DATA:
****
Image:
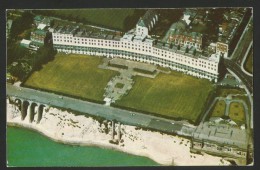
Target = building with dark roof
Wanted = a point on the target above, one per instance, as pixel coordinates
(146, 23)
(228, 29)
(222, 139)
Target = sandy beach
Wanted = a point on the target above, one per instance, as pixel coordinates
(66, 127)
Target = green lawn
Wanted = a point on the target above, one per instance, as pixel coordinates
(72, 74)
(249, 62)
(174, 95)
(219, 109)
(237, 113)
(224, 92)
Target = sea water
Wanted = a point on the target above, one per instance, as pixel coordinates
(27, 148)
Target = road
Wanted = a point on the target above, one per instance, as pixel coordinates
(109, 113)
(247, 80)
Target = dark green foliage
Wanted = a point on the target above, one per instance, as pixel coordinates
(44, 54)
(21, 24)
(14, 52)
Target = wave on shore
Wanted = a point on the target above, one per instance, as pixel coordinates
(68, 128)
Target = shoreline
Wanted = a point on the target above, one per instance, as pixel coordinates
****
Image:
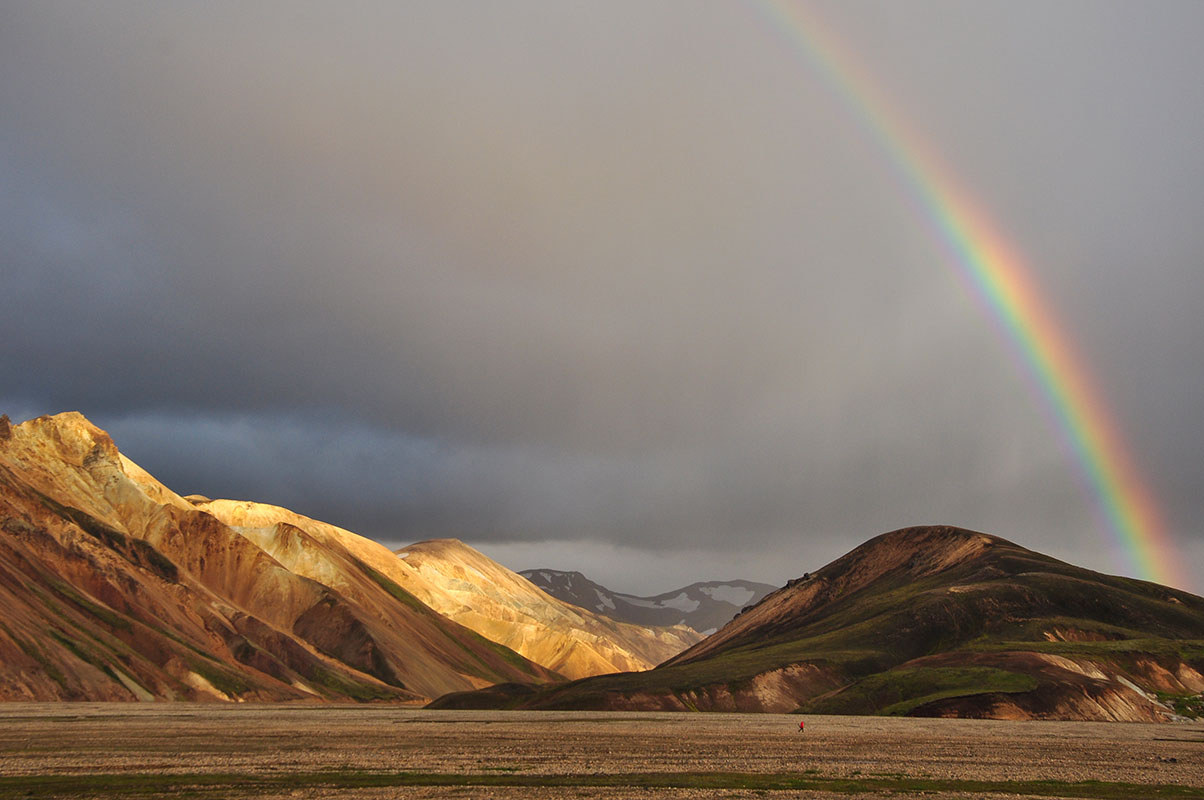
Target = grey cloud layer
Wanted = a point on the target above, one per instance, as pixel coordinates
****
WHAT YOU NEED TO DO:
From the rows above, extract each line containing the word "green" and list those lines in their original order.

SOLVED PROBLEM:
Target = green lawn
Target = dark green foliage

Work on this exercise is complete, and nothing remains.